TASK GOAL >> Please retype the records below exactly, leaving out any pictures.

━━━ EXCERPTED RECORDS ━━━

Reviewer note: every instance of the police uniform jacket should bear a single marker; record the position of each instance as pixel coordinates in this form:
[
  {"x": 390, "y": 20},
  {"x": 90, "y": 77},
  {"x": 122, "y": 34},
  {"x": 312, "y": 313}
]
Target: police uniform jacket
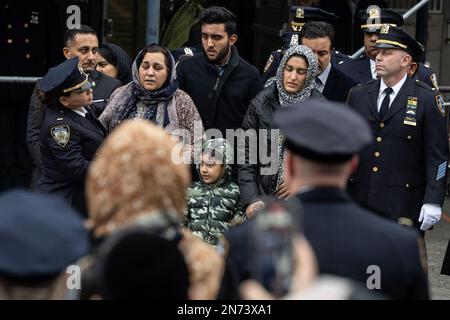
[
  {"x": 359, "y": 70},
  {"x": 104, "y": 87},
  {"x": 346, "y": 240},
  {"x": 68, "y": 143},
  {"x": 405, "y": 166}
]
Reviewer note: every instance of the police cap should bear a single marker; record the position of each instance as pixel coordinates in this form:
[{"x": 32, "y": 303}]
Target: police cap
[
  {"x": 396, "y": 38},
  {"x": 323, "y": 131},
  {"x": 372, "y": 18},
  {"x": 39, "y": 235},
  {"x": 65, "y": 78},
  {"x": 301, "y": 15}
]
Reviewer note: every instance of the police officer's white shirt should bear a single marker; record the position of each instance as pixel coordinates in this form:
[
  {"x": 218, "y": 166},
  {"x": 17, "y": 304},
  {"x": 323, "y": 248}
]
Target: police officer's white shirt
[
  {"x": 373, "y": 69},
  {"x": 81, "y": 113},
  {"x": 394, "y": 93},
  {"x": 323, "y": 77}
]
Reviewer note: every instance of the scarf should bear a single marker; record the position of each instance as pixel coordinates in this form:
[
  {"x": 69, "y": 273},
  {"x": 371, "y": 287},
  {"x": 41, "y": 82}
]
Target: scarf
[
  {"x": 286, "y": 98},
  {"x": 134, "y": 94}
]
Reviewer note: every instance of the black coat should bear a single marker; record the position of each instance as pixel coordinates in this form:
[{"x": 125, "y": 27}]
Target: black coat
[
  {"x": 272, "y": 64},
  {"x": 338, "y": 86},
  {"x": 358, "y": 69},
  {"x": 221, "y": 101},
  {"x": 346, "y": 240},
  {"x": 252, "y": 183},
  {"x": 65, "y": 164},
  {"x": 405, "y": 165},
  {"x": 104, "y": 86}
]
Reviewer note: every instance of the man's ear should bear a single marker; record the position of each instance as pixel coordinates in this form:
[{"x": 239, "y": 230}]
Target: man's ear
[
  {"x": 232, "y": 40},
  {"x": 64, "y": 101},
  {"x": 407, "y": 59},
  {"x": 66, "y": 52}
]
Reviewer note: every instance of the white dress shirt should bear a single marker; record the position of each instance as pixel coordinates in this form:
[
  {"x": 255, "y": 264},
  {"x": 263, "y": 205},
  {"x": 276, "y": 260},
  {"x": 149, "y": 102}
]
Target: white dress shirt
[
  {"x": 323, "y": 77},
  {"x": 81, "y": 113},
  {"x": 394, "y": 93}
]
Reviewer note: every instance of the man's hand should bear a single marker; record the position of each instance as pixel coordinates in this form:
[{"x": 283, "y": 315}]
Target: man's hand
[
  {"x": 251, "y": 208},
  {"x": 430, "y": 214}
]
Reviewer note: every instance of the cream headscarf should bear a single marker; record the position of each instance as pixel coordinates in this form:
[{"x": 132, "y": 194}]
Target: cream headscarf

━━━

OUTPUT FOR THIS TASK >>
Reviewer note: every instance of the police uniform jacket should bear a single marker; record the position of each instance as pixel coordinates in this form:
[
  {"x": 390, "y": 20},
  {"x": 90, "y": 77},
  {"x": 122, "y": 34},
  {"x": 312, "y": 313}
]
Target: police uniform jacket
[
  {"x": 359, "y": 70},
  {"x": 104, "y": 87},
  {"x": 346, "y": 240},
  {"x": 68, "y": 143},
  {"x": 405, "y": 166}
]
Reviewer note: every instance of the police cap should bear a single marker; record the position of each instance as pixel coordinates in this form:
[{"x": 32, "y": 303}]
Target: police cap
[
  {"x": 396, "y": 38},
  {"x": 323, "y": 131},
  {"x": 372, "y": 18},
  {"x": 39, "y": 235},
  {"x": 65, "y": 78},
  {"x": 301, "y": 15}
]
Reviewer note: every instance of the police officer's white shirt should bear a single marker; record the position of each instance as pixel coordinates in this form:
[
  {"x": 218, "y": 166},
  {"x": 17, "y": 304},
  {"x": 323, "y": 248}
]
Target: police officer's white shirt
[
  {"x": 373, "y": 69},
  {"x": 81, "y": 113},
  {"x": 394, "y": 93},
  {"x": 323, "y": 77}
]
Reviewer note: every instance of the scarf should bear a single marker; record the position of each instance as pixel coordinates in this form:
[
  {"x": 69, "y": 273},
  {"x": 371, "y": 287},
  {"x": 41, "y": 82}
]
Target: scarf
[
  {"x": 286, "y": 98},
  {"x": 134, "y": 94}
]
Reviewer note: every instance of the black coat should bear a single marker; record the position of each instance as pixel coordinates in this form:
[{"x": 125, "y": 27}]
Target: black coat
[
  {"x": 272, "y": 64},
  {"x": 338, "y": 86},
  {"x": 358, "y": 69},
  {"x": 221, "y": 101},
  {"x": 346, "y": 240},
  {"x": 252, "y": 183},
  {"x": 65, "y": 164},
  {"x": 405, "y": 165},
  {"x": 104, "y": 86}
]
Reviewer note: every instance of the man's ear should bear a single marker; record the position of each instance as pixel coordinates in this form:
[{"x": 239, "y": 230}]
Target: man's ear
[
  {"x": 232, "y": 40},
  {"x": 64, "y": 101},
  {"x": 407, "y": 59},
  {"x": 66, "y": 52}
]
Reviewer note: every instance of the white dress shirt should bear a single marker; record the position of each instance as pixel coordinates in this form:
[
  {"x": 255, "y": 264},
  {"x": 263, "y": 205},
  {"x": 276, "y": 260},
  {"x": 149, "y": 102}
]
Target: white dress shirt
[
  {"x": 323, "y": 77},
  {"x": 81, "y": 113},
  {"x": 394, "y": 93}
]
Reviewer note: every instance of the man's hand should bear a single marker; record the position of each instance as pixel coordinates in this form:
[{"x": 283, "y": 315}]
Target: man's hand
[
  {"x": 251, "y": 208},
  {"x": 430, "y": 214}
]
Reviewer note: every instance of the cream headscarf should bear a single marker; record the position of each instance as pixel coordinates in this form:
[{"x": 132, "y": 194}]
Target: cream headscarf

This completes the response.